*** Records supplied ***
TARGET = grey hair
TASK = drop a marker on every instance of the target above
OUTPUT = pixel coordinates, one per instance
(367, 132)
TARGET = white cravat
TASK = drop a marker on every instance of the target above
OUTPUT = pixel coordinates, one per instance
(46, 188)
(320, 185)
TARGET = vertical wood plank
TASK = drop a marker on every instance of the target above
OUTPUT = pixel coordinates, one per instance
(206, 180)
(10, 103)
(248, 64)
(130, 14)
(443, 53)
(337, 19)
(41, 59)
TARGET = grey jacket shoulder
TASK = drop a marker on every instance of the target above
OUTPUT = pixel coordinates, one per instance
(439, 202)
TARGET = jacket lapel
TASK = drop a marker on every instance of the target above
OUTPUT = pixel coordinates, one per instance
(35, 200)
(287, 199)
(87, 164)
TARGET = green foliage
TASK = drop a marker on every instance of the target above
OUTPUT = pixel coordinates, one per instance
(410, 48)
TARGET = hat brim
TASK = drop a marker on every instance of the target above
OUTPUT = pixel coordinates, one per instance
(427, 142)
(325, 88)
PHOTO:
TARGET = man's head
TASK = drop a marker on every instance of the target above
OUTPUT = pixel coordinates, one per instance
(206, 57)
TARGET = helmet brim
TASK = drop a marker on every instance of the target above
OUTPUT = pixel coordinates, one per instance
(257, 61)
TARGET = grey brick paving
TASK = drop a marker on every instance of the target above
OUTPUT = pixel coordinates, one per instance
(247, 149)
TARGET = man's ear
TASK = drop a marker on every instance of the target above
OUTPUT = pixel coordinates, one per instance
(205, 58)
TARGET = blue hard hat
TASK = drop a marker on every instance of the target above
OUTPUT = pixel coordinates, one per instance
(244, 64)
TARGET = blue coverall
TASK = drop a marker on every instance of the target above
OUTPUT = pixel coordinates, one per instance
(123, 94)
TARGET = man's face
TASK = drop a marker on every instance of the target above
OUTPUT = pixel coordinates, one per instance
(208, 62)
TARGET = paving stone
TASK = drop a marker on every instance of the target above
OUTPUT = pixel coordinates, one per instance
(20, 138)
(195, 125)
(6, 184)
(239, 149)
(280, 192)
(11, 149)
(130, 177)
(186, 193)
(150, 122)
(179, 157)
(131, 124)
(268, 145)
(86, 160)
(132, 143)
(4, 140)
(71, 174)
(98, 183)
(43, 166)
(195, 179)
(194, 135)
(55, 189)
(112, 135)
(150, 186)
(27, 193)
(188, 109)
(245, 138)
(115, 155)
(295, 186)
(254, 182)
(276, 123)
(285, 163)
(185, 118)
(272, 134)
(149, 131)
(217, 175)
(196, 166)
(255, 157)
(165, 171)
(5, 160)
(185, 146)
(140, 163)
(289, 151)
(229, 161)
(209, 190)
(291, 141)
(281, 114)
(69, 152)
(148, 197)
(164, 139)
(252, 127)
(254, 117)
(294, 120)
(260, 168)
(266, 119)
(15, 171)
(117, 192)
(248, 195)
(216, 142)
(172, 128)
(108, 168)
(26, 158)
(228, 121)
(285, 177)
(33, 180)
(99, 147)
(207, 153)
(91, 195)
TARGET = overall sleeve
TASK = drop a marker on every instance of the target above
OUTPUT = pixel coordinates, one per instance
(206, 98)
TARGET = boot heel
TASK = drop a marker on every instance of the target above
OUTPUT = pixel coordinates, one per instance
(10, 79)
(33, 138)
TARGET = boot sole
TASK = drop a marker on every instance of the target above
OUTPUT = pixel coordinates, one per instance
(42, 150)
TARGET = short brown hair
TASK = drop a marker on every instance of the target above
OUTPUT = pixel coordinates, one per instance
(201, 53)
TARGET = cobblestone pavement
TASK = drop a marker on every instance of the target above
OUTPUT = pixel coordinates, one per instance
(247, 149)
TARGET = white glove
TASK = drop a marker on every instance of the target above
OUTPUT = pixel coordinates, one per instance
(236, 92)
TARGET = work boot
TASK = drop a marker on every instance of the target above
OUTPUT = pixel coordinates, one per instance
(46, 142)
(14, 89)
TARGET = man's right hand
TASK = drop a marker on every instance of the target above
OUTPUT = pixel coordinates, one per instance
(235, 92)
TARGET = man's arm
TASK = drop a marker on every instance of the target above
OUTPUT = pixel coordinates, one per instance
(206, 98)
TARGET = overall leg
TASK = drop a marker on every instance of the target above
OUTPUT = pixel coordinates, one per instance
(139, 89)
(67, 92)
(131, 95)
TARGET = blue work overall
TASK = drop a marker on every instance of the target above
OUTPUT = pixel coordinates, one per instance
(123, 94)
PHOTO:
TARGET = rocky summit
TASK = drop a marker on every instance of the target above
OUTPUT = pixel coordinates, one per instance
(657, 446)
***
*** Records supplied ***
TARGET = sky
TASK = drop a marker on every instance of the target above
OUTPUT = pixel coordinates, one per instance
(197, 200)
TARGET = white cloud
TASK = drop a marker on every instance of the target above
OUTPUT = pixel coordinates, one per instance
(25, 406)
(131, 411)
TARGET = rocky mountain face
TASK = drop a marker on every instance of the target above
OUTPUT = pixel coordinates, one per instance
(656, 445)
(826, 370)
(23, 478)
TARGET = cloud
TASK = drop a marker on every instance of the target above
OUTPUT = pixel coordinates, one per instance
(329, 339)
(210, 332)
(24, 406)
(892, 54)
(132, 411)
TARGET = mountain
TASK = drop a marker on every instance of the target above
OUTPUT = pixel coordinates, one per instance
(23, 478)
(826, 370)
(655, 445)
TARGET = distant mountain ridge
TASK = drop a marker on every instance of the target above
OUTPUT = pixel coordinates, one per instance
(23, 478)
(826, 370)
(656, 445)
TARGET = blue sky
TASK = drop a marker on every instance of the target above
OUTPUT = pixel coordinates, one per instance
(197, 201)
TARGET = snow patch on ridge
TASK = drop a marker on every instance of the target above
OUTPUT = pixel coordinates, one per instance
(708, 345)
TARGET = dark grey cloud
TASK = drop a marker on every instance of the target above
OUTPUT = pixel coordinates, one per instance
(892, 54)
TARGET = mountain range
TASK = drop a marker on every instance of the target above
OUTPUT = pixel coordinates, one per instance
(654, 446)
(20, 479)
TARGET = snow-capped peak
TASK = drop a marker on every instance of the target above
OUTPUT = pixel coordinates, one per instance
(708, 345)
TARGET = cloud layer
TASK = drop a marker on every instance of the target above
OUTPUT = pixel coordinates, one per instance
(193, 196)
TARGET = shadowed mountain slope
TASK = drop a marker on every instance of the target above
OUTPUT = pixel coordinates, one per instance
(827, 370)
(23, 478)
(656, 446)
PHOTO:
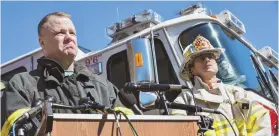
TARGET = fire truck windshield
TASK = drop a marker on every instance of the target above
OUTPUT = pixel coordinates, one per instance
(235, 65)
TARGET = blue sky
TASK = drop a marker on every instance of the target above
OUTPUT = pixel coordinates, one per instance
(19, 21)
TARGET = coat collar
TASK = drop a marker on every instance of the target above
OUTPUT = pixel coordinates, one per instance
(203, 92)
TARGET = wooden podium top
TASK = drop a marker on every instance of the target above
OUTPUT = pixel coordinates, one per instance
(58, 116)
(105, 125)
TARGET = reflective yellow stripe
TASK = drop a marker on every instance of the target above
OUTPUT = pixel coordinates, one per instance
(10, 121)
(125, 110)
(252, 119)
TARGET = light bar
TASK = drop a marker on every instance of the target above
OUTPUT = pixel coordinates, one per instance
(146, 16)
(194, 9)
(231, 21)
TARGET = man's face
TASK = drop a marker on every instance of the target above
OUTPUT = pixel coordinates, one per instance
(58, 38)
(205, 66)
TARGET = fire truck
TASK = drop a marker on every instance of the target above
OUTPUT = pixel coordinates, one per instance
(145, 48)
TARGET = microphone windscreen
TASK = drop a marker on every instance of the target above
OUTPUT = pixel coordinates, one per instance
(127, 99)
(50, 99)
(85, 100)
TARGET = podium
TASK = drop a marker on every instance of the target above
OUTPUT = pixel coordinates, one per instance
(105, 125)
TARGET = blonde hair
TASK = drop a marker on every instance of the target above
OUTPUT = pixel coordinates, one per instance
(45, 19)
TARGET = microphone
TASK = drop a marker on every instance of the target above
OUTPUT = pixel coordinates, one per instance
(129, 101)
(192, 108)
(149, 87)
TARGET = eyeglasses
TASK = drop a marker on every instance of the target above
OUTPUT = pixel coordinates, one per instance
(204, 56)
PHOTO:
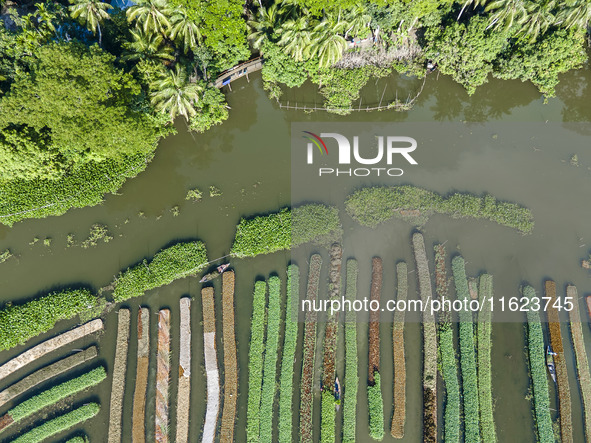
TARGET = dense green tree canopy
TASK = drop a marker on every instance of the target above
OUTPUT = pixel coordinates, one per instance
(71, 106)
***
• _Goal_
Return every line above that contains the word "work", copied in full.

• _Result for this task_
TARGET = work boot
TARGET = blue work overall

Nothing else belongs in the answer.